▶ SELECTED EXTRACT:
Ada Trillo is a Philadelphia-based photographer. Born and raised in the U.S/ Mexican border region of Juarez and El Paso, her work focuses on sex trafficking, climate and violence-related international migration, and long-standing barriers of race and class. Her projects have been featured in international publications including The Guardian, Vogue, Smithsonian Magazine, and Mother Jones. Trillo’s work can be found in the Library of Congress, the Philadelphia Museum of Art, and other institutional and private collections. 

Her many awards include a First Place in the Tokyo International Foto Awards (2019), a British Journal of Photography Female In Focus Best Series Award, and The Me & Eve Grant from the Center of Photographic Arts in Santa Fe (2020). Trillo’s images have been exhibited in the US, Japan, Luxembourg, Italy, England, France, and Germany. She holds degrees from the Istituto Marangoni in Milan, and Drexel University in Philadelphia. In 2021 she was accepted into Documentary Practice and Visual Journalism in the International Center of Photography in New York. 

2019
Residencies

Discipline(s)
Visual Arts

Ada Trillo (ACG ’18) is Leeway’s 2019-2020 Visual Artist-in-Residence at Fleisher Art Memorial.

Ada will create a photo documentary series of 20 portraits of people who have immigrated to South Philadelphia from Mexico and Central America. The portraits will be shot in black and white with 35mm film and developed and printed in Fleisher’s darkroom. This residency project is a continuation of the work she began with her Art and Change Grant project documenting people living in safe houses along the US/Mexico border on their migration journeys. For this residency, she will be expanding her portrait series into the immigrant communities of South Philadelphia.

▶ TO-DO LIST:
A) Revise the stretch of the Ada Trillo profile from "Ada Trillo is" through "and private collections.", changing "photographer" to "documentary photographer".
B) Answer these questions about the Ada Trillo profile:
(i) Which organization in Santa Fe awarded The Me & Eve Grant?
(ii) How many portraits will the residency series include?
(iii) Where will the residency portraits be developed and printed?
C) Write the next part of the Ada Trillo profile, picking up after its last sentence.
The material is separate from the Ada Trillo profile.

▶ DATA:
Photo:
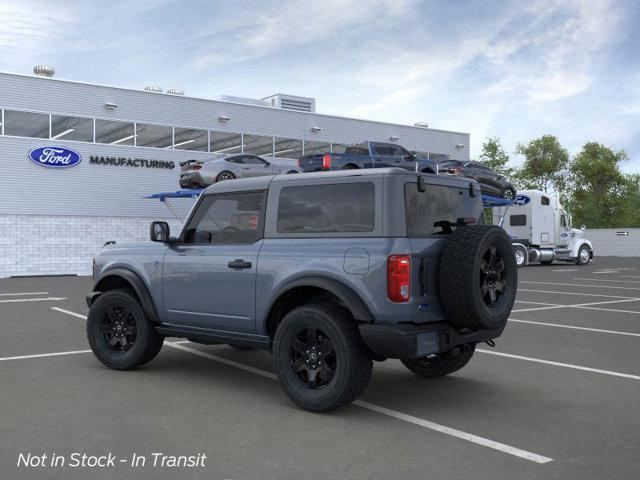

▶ EXPECTED OUTPUTS:
A)
Ada Trillo is a Philadelphia-based documentary photographer. Born and raised in the U.S/ Mexican border region of Juarez and El Paso, her work focuses on sex trafficking, climate and violence-related international migration, and long-standing barriers of race and class. Her projects have been featured in international publications including The Guardian, Vogue, Smithsonian Magazine, and Mother Jones. Trillo’s work can be found in the Library of Congress, the Philadelphia Museum of Art, and other institutional and private collections.

B)
(i) The Center of Photographic Arts
(ii) 20
(iii) In Fleisher's darkroom

C)
As part of this residency, Ada will also facilitate three workshops at Fleisher on documentary photography and storytelling with the aim of providing a bilingual (Spanish-English) learning environment. 

Ada’s photos document the cruelties and injustices of the failed immigration policies under the current administration, and also highlight the contributions that immigrants from South and Central America have made in the US. Ada hopes that her work continues to fuel conversations on immigrant justice through Fleisher, South Philadelphia, and beyond.

2018
Art and Change Grant (ACG)

$2,500
Discipline(s)
Visual Arts
Social Change Intents
Displacement / Migration / Immigration
Racial Justice

Through the use of photography and audio, Ada Trillo will tell the stories of people living in safehouses in the major border towns of Mexico. She intends to document the cruelties and injustices of the failed immigration policy under the current administration and highlight the enormous contributions that immigrants from South and Central America have made to the country. The images will be rendered in print and shown at Centro de Cultura Arte Trabajo y Educación, a family center in Norristown that promotes culture, art, work training and education.